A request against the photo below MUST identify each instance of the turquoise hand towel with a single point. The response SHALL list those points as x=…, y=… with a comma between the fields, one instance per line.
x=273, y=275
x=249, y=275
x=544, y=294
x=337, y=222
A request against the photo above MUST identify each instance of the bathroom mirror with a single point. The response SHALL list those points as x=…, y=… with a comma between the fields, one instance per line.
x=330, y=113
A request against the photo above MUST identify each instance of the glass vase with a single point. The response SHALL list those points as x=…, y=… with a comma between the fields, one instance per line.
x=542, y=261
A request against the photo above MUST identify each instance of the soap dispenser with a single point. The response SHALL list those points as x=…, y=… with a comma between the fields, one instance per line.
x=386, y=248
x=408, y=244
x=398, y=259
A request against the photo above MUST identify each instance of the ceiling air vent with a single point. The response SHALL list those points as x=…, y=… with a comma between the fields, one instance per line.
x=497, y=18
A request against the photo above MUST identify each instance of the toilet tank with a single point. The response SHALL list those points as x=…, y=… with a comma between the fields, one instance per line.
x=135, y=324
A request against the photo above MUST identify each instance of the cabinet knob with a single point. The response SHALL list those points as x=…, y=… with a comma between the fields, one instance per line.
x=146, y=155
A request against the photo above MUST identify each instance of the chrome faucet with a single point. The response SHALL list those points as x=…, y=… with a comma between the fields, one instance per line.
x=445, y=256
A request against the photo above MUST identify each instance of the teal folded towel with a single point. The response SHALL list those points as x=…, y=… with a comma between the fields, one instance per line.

□ □ □ □ □ □ □

**THE TASK:** Retyping every line above exactly is all that is needed.

**YOUR SOLUTION:**
A request against the photo below MUST identify each instance of the turquoise hand towel with a single point. The response SHALL list those points as x=…, y=… with a comma between the fields, one instance per line.
x=273, y=275
x=249, y=275
x=544, y=294
x=337, y=222
A request against the photo above MUST identify each instance of the bathroom mirror with a single point. The response SHALL list those points as x=…, y=… with a comma between the fields, one instance per line.
x=330, y=113
A request against the photo above MUST identify each instance of the glass vase with a single point. The response SHALL list those points as x=…, y=… with a comma between the fields, one instance per line.
x=542, y=261
A request against the photo above MUST identify each instance of the soap dispenser with a single point. The response SHALL list those points as x=…, y=… with a comma between the fields, one instance per line.
x=386, y=248
x=408, y=244
x=398, y=259
A request against the photo above MUST identify each instance of the ceiling air vent with a single point. The response SHALL list those points as x=…, y=… with a comma between the fields, one instance per line.
x=497, y=18
A request against the photo above MUST identify each instance of the toilet tank with a single point. The response SHALL list those points as x=…, y=… with a comma between the fields, one instance per line.
x=135, y=324
A request against the photo above MUST identify each instance of the cabinet knob with a single point. The response SHALL list those points as x=…, y=… with a comma between the fields, one instance per line.
x=146, y=155
A request against the photo above MUST identify each instance of the chrome faucet with a single point. The response SHALL list those points as x=…, y=… with a comma between the fields, one instance per line.
x=445, y=256
A request against the photo above MUST identify each instance of the teal folded towel with a single point. The response SHALL list those points as x=…, y=… with a comma between the fields, one instance per line.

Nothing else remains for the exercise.